• [What the task requires]: Using the data below, copy every line that contains the word "concrete".

Data to use START

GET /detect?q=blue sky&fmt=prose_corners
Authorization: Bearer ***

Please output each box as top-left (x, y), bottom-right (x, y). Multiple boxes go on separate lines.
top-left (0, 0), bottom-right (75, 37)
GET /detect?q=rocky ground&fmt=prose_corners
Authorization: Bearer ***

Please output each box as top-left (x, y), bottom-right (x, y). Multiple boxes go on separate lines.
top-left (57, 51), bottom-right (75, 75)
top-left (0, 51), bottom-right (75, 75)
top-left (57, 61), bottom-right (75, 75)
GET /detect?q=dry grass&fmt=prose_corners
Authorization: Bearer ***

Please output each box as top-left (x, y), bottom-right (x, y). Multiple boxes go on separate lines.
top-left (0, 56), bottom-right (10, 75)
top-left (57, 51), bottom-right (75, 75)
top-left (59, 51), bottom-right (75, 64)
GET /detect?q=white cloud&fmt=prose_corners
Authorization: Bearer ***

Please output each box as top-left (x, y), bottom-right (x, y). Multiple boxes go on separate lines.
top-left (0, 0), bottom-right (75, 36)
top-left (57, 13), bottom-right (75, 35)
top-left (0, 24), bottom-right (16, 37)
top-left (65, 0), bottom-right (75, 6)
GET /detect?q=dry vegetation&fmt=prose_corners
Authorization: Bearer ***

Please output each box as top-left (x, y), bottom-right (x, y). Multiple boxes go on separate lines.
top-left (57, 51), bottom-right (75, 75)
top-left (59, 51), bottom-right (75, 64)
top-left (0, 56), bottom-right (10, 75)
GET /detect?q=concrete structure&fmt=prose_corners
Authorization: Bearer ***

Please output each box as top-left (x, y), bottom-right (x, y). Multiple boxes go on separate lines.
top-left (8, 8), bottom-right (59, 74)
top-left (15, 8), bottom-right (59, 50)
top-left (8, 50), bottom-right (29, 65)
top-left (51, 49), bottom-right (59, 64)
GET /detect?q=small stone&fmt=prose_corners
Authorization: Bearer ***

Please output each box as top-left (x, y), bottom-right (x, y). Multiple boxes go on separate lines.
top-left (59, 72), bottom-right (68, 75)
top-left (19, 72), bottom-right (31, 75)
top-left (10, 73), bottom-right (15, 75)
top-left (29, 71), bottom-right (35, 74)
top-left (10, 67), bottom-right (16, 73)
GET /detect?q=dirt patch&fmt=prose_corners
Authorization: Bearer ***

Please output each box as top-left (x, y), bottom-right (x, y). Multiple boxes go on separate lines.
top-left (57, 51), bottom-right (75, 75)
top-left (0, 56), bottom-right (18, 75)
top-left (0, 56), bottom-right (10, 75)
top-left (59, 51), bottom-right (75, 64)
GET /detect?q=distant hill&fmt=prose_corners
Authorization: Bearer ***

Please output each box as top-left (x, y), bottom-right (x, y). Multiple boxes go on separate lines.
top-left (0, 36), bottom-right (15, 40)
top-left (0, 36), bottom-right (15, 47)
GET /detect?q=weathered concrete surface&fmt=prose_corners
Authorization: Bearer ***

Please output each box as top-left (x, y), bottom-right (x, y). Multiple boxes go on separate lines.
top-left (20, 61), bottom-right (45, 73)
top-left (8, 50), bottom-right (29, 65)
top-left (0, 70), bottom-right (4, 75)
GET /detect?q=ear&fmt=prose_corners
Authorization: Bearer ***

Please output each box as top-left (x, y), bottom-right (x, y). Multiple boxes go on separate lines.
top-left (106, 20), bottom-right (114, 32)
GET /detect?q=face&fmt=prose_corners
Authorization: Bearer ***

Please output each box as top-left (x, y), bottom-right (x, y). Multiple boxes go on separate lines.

Data to use END

• [Answer to this exercise]:
GET /detect?q=concrete structure&fmt=prose_corners
GET /detect?q=weathered concrete surface&fmt=prose_corners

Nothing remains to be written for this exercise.